## Data entries
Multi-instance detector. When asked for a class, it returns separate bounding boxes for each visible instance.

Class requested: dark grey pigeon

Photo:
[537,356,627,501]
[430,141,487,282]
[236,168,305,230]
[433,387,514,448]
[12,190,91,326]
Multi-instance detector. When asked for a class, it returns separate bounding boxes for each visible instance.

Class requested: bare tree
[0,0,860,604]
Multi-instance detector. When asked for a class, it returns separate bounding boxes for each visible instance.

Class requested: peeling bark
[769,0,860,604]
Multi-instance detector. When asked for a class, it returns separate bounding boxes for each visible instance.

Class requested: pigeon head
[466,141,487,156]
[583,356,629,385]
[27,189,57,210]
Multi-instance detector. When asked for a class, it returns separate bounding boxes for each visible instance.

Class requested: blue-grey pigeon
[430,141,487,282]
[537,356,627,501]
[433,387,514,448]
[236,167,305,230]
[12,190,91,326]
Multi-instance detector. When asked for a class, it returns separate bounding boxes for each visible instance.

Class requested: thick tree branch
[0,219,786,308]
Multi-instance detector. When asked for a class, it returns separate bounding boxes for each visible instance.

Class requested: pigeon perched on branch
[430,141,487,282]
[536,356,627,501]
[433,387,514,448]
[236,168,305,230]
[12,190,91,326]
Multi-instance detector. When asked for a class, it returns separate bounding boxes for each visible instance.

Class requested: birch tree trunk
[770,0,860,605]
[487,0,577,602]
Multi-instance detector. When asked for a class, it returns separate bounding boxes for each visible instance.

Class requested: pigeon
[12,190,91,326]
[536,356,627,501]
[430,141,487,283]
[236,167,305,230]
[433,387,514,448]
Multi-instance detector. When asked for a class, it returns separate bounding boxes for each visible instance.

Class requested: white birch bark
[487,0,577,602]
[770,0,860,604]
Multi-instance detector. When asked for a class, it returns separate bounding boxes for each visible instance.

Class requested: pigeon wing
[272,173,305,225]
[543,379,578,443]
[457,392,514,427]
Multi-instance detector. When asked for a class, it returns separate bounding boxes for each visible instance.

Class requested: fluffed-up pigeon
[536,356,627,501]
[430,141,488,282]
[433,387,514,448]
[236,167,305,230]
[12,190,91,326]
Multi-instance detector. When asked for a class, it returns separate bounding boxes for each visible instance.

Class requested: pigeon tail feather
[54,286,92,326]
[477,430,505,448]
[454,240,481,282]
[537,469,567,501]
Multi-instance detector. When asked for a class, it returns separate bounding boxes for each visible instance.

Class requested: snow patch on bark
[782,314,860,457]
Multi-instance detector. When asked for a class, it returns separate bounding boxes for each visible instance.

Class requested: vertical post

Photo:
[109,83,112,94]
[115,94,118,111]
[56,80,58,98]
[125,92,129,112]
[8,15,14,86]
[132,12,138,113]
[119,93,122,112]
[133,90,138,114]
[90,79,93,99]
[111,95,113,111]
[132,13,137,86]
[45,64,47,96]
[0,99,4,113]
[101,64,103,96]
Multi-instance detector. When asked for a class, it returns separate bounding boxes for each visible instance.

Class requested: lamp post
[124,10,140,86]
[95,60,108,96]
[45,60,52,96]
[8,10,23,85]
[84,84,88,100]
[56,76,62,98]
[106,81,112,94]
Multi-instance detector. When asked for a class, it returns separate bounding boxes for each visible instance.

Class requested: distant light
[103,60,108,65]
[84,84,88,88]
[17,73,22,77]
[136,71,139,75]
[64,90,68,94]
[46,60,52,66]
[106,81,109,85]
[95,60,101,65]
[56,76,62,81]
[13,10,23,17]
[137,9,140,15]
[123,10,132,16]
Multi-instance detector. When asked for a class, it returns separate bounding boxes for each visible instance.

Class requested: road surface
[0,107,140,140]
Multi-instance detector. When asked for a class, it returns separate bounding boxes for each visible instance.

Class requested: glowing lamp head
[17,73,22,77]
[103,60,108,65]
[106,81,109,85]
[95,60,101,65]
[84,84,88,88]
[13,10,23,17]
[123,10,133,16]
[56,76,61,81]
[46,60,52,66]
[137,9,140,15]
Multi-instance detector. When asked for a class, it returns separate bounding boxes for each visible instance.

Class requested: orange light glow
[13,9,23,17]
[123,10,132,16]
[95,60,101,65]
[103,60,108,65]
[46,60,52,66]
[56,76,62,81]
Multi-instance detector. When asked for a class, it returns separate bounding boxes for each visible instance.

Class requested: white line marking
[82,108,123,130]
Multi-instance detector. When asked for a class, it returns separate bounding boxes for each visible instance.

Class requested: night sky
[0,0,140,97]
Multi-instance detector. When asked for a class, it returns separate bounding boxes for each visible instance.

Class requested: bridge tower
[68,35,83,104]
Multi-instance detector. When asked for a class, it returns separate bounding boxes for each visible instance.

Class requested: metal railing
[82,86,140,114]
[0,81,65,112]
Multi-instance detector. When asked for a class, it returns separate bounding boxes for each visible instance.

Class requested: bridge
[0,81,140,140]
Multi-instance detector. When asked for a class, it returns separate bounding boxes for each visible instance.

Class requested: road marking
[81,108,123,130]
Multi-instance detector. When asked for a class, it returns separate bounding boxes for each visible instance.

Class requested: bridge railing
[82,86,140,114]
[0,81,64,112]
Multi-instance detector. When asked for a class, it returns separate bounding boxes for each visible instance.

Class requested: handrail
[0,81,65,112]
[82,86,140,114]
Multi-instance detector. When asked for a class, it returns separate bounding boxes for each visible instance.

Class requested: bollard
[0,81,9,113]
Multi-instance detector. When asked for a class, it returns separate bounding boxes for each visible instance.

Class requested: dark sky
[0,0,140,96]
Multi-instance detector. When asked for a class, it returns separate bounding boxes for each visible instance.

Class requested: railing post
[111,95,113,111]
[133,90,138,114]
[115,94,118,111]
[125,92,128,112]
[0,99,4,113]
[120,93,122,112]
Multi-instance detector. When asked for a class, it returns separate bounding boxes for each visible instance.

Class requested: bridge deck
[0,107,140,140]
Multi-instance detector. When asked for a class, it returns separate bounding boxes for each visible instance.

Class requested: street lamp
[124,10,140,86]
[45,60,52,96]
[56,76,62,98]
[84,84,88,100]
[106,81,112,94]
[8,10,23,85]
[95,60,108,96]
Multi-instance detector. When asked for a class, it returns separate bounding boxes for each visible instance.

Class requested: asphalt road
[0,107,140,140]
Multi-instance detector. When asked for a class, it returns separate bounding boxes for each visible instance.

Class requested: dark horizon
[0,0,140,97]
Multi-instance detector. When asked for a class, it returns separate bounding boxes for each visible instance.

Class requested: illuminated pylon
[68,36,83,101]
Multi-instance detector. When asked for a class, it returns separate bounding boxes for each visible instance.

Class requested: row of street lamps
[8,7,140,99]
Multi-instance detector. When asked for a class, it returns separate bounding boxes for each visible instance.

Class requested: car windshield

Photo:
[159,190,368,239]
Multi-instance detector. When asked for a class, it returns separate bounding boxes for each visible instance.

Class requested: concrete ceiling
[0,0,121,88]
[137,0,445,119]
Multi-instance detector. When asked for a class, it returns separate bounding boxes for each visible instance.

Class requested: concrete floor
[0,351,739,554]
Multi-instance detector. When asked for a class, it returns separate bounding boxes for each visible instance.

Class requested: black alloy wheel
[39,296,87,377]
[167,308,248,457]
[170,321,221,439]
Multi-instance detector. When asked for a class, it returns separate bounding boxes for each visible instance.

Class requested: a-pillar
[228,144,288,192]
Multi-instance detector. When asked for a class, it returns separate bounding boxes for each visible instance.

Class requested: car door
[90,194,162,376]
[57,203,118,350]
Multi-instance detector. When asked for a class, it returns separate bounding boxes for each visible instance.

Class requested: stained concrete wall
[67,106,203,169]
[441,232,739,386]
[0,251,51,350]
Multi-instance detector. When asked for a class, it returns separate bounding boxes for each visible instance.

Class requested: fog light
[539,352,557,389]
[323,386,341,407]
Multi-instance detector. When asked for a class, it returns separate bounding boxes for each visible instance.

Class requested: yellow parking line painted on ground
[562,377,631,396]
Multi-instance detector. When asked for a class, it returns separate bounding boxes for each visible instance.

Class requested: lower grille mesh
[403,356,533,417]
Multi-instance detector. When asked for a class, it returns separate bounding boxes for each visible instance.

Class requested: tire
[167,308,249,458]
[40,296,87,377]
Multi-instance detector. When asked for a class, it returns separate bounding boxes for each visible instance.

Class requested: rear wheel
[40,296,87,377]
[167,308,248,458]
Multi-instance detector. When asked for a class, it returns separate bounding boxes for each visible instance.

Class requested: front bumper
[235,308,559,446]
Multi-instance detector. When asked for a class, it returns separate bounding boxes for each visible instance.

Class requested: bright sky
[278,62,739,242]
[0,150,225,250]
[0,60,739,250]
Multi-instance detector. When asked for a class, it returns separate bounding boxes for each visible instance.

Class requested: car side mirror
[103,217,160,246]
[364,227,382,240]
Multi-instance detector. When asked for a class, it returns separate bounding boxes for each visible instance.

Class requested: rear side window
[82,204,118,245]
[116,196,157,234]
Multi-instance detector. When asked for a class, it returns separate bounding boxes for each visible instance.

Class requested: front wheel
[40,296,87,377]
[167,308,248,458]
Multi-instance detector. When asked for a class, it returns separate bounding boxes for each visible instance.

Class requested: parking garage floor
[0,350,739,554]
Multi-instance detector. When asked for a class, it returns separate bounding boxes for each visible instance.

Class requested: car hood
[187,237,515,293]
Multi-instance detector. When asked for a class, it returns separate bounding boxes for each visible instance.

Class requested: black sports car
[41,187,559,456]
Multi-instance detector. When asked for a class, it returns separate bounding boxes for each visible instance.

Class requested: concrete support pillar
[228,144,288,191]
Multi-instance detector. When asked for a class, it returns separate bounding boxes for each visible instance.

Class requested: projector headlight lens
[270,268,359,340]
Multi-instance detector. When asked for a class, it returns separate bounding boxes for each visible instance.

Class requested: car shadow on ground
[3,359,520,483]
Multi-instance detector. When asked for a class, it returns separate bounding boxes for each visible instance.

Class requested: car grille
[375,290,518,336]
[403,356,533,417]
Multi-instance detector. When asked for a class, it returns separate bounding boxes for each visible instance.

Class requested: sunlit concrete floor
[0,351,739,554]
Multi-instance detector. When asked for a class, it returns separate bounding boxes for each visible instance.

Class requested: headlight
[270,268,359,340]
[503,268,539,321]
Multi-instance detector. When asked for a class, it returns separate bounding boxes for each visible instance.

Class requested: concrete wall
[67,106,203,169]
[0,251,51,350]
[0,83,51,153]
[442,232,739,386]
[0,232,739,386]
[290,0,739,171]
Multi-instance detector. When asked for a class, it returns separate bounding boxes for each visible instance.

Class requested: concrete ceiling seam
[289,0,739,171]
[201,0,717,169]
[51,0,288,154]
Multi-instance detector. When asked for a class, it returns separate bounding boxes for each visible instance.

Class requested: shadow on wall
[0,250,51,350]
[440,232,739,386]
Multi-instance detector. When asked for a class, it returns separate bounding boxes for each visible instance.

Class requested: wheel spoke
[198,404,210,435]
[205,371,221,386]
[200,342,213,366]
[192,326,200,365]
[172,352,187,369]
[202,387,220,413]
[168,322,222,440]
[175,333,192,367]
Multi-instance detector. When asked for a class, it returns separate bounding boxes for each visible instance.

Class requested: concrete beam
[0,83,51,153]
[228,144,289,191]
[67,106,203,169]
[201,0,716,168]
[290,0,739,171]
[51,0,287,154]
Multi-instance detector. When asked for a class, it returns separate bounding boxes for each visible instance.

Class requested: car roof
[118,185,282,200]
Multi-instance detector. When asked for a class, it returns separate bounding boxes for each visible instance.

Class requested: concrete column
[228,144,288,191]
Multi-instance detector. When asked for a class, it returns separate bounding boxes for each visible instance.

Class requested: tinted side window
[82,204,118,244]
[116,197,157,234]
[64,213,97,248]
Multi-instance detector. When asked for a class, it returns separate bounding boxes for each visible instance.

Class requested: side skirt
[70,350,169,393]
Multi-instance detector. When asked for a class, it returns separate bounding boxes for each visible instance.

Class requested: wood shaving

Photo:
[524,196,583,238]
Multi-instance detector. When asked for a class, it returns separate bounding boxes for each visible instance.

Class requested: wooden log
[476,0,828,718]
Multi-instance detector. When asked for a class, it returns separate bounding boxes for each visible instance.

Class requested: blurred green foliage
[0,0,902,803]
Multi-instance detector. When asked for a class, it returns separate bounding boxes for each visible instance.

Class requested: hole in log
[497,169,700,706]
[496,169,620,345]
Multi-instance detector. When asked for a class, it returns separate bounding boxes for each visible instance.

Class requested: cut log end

## Request
Determine how many lines of the material above contain the string "marking", treating uppercase and lowercase letters as distinct. Give only that number.

## Expected output
2